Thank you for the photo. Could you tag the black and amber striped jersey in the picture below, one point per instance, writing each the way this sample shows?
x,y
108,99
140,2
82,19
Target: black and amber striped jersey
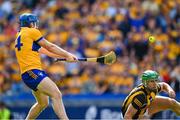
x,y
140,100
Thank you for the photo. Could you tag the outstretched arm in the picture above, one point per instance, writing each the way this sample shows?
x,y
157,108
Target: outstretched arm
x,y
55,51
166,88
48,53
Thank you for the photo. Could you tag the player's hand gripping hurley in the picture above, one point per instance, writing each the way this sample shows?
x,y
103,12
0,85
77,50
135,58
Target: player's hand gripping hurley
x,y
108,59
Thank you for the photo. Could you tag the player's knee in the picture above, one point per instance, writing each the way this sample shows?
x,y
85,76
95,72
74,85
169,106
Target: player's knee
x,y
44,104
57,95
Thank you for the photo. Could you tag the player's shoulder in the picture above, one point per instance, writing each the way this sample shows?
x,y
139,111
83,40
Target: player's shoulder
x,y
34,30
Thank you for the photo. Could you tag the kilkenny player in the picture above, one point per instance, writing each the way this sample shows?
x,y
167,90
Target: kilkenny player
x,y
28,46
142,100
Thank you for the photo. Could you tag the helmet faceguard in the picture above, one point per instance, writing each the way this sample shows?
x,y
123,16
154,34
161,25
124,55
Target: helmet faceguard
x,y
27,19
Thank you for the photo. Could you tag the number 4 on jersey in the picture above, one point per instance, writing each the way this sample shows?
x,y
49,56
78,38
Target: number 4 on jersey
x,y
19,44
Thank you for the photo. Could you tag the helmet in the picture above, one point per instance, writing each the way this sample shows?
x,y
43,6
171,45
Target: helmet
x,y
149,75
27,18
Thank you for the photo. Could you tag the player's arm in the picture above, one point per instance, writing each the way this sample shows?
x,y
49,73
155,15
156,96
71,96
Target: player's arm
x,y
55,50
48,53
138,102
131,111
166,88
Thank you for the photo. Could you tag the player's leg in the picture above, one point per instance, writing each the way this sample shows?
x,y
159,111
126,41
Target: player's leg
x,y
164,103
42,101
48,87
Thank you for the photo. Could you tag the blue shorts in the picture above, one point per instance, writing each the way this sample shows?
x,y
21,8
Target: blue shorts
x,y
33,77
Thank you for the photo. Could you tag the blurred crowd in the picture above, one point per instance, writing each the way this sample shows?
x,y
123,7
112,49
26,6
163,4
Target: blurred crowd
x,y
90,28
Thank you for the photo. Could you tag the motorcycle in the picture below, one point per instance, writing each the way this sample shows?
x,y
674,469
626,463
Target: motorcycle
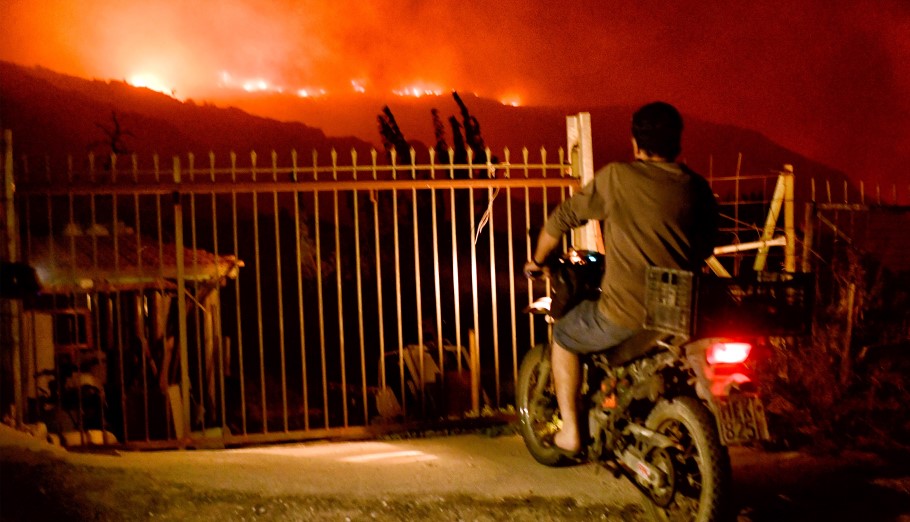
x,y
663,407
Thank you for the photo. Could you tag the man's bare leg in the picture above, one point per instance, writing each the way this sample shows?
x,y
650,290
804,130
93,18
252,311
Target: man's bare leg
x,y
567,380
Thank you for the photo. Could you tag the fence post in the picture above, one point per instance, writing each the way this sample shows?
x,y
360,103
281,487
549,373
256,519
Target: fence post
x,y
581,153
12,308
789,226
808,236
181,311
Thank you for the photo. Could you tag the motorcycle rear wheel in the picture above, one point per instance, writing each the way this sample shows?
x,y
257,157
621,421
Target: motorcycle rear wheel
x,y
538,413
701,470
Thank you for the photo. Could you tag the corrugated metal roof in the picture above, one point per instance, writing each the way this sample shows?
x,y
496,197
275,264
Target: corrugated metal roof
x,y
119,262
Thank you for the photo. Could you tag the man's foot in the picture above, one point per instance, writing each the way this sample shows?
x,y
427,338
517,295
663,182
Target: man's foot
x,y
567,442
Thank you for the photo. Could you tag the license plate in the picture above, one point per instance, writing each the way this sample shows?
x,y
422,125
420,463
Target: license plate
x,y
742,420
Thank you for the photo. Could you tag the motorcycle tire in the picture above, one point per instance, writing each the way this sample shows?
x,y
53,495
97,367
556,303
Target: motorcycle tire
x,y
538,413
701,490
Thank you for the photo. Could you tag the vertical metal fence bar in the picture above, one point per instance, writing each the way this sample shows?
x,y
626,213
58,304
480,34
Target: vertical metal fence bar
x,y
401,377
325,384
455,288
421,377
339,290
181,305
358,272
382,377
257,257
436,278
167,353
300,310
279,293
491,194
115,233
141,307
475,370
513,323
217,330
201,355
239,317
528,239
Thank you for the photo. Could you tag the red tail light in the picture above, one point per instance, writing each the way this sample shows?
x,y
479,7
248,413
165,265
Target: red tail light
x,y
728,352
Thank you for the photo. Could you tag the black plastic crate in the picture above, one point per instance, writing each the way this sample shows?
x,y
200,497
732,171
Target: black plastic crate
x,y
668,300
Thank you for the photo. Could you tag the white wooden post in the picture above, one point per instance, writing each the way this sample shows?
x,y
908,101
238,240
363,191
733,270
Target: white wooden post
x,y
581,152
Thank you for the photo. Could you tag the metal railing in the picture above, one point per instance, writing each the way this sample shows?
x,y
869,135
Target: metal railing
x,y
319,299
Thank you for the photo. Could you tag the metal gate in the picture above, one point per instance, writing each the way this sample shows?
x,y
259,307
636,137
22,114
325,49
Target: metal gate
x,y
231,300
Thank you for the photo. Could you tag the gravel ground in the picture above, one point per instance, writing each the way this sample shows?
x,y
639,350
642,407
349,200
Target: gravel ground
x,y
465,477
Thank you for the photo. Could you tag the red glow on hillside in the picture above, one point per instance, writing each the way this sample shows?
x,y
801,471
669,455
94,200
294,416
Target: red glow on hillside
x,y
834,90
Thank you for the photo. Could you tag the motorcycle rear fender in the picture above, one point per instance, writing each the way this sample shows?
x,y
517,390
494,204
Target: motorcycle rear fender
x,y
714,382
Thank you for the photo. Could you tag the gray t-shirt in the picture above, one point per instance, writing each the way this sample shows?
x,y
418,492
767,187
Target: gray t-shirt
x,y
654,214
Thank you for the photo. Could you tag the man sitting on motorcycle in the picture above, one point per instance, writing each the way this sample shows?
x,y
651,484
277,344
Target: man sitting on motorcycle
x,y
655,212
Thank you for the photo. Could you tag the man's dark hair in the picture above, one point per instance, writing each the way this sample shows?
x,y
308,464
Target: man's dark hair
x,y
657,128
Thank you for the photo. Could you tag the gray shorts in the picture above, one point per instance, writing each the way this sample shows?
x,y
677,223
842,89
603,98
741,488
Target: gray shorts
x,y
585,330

☆ ☆ ☆ ☆ ☆ ☆ ☆

__The task__
From the data above, gather every line that includes the word "below".

__Output of the exercise__
Thank you for the photo. Could you tag the black and amber striped jersey in the picture below, one point per instance, writing each the way this sample shows?
Thank you for the photo. Could you tag the motorcycle in the picture below, one point per instance, writing each the way this sample shows?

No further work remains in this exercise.